# Start of Dataset records
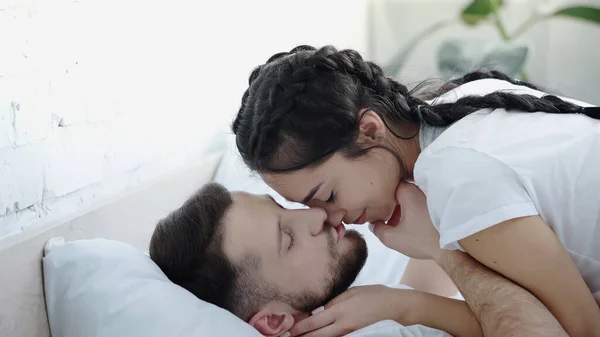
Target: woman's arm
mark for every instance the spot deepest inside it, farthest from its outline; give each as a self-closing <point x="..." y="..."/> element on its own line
<point x="426" y="275"/>
<point x="526" y="251"/>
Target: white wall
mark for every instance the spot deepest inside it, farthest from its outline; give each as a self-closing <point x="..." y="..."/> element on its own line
<point x="97" y="97"/>
<point x="563" y="57"/>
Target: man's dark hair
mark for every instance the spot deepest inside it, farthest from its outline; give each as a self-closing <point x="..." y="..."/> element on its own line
<point x="188" y="246"/>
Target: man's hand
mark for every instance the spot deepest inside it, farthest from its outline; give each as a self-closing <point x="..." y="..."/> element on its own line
<point x="356" y="308"/>
<point x="415" y="236"/>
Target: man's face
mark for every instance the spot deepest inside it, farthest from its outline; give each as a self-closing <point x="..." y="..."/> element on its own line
# End of Dataset records
- **Aim**:
Starting at the line that has "Target: white wall" and continuing through the end of the records, write those lines out again in full. Add -144 to every x and y coordinate in the answers.

- **Answer to the task**:
Target: white wall
mark for every instance the spot deepest inside it, farthest from its outline; give each as a self-closing <point x="..." y="..."/> element on its own line
<point x="-47" y="-47"/>
<point x="419" y="-87"/>
Target: man's dark hair
mark for every instance the spot deepest inside it, farthest from its outline; give each as a self-closing <point x="..." y="..."/> element on its own line
<point x="44" y="102"/>
Target: man's hand
mark for every instance the spot deepest inside it, farthest from its outline; give each as a self-closing <point x="..." y="..."/> element on its own line
<point x="212" y="164"/>
<point x="271" y="92"/>
Target: man's face
mark for every instance the spot deepest inside it, farthest from its outline; give each as a self-closing <point x="..." y="..."/> element on its own line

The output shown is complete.